▸ Dataset records:
━━━
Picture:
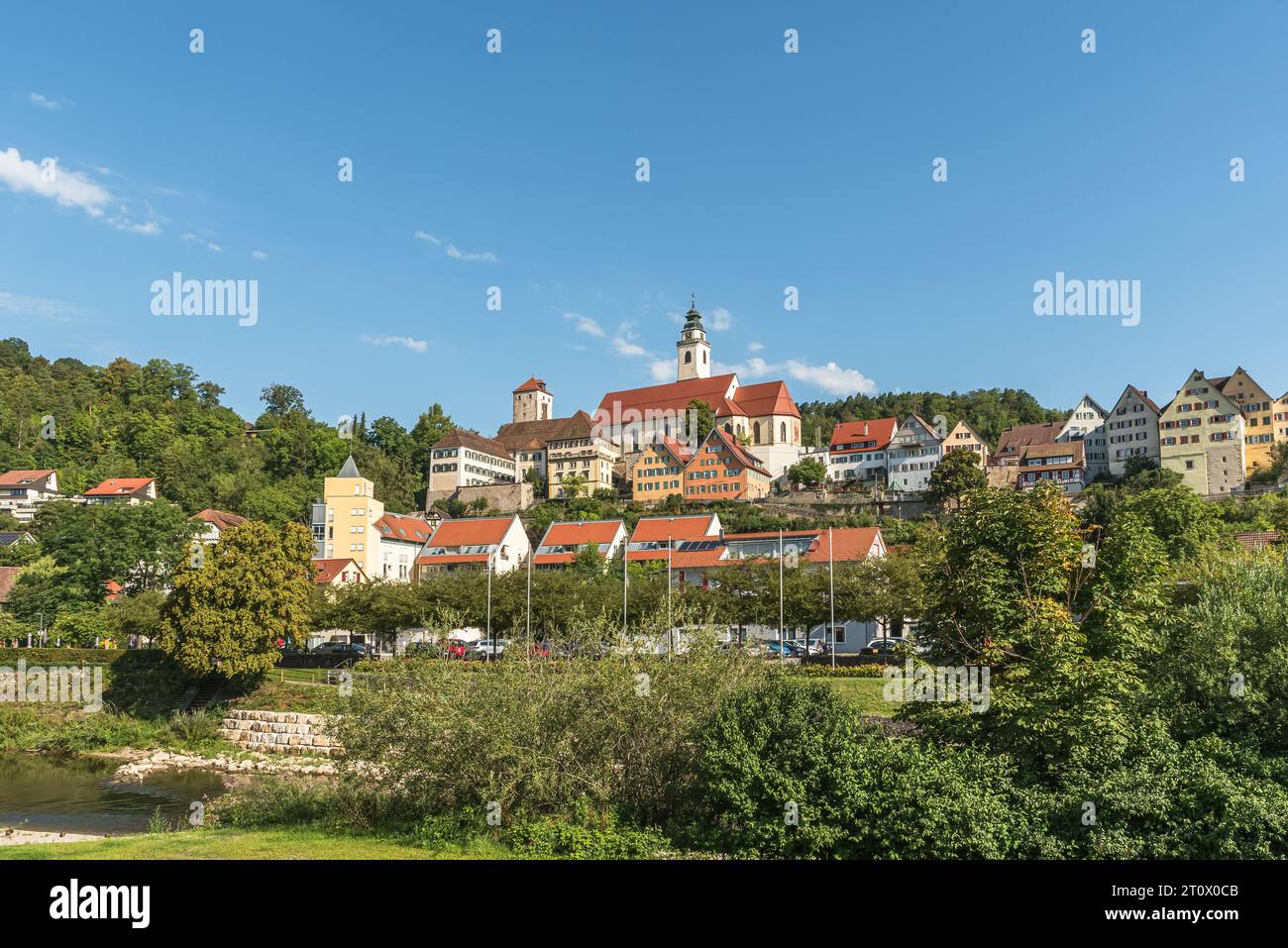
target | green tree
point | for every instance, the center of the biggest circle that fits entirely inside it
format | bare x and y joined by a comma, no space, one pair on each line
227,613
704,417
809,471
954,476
━━━
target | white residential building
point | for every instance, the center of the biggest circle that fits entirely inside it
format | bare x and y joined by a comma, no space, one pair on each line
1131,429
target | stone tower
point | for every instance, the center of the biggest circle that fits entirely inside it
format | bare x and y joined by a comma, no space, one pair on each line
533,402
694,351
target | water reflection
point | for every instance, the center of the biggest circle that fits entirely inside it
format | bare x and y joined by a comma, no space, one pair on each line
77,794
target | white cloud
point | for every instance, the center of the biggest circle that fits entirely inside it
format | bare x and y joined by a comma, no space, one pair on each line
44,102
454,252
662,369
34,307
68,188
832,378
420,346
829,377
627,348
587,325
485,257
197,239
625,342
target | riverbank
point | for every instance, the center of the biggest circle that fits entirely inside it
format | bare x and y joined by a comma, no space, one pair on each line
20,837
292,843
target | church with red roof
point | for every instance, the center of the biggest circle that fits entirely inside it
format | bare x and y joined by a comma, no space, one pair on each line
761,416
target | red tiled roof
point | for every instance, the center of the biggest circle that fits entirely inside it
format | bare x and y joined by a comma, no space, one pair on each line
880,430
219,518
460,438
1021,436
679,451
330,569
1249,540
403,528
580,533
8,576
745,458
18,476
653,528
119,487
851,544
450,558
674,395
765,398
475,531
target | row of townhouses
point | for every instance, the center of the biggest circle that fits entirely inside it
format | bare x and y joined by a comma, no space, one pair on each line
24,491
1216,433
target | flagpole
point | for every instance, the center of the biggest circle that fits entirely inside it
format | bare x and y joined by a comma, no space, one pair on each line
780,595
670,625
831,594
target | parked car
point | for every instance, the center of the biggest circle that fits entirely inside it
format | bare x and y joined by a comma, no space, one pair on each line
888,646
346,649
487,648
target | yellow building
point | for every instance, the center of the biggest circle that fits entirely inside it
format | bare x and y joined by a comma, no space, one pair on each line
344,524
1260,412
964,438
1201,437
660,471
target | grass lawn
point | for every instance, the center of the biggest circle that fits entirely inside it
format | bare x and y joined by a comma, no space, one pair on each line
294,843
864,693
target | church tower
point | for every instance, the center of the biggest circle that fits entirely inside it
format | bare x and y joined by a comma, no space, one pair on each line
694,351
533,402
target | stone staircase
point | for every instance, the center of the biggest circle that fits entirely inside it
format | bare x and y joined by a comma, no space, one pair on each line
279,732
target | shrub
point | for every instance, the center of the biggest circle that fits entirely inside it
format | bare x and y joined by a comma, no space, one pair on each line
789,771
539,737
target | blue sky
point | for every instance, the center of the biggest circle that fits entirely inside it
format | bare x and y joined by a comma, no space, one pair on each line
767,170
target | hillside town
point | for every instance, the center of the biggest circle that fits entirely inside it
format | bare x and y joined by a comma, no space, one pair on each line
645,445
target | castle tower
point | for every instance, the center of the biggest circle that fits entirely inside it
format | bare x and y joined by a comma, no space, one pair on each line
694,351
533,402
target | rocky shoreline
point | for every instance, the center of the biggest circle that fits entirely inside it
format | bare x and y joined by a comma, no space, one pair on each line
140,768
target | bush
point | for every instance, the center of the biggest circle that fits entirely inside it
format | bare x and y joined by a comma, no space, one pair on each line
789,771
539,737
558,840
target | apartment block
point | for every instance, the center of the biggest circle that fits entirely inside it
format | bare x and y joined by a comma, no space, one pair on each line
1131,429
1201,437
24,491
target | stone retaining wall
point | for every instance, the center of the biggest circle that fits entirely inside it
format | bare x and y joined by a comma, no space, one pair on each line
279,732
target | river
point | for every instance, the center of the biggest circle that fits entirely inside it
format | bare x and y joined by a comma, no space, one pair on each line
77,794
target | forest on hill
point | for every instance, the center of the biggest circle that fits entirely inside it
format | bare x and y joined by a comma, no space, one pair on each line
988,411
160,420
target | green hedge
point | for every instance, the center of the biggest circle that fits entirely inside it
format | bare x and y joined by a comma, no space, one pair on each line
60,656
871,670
━━━
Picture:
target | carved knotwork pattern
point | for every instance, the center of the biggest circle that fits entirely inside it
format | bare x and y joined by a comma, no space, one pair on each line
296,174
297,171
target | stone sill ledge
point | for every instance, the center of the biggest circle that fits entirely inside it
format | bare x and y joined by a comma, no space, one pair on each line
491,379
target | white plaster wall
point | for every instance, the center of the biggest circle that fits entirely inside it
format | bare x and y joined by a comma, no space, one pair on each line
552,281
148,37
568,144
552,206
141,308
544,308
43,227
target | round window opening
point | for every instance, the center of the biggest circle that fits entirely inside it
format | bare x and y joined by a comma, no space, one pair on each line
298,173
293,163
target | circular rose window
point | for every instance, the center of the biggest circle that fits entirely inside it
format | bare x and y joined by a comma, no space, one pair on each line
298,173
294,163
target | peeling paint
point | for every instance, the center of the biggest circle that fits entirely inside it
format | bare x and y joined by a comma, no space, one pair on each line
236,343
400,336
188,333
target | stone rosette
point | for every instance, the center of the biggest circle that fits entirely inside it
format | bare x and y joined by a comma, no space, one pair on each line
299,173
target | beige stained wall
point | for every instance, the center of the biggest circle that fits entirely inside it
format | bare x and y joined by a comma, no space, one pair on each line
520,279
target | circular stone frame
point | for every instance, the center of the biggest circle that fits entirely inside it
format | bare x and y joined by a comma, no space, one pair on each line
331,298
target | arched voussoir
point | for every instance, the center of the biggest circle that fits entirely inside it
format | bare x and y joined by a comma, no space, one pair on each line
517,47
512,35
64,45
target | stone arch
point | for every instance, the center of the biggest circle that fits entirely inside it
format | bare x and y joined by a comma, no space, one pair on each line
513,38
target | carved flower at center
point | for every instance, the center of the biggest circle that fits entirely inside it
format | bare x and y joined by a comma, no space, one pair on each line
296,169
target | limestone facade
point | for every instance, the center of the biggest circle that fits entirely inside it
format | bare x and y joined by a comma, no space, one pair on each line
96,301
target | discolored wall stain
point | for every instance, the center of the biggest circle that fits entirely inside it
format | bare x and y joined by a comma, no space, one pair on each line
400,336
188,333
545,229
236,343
━━━
▸ Description of the task: Please list every line of the records above that contains the word "green", copying each of those lines in full.

▸ Solution to the problem:
target | green tree
target | green hedge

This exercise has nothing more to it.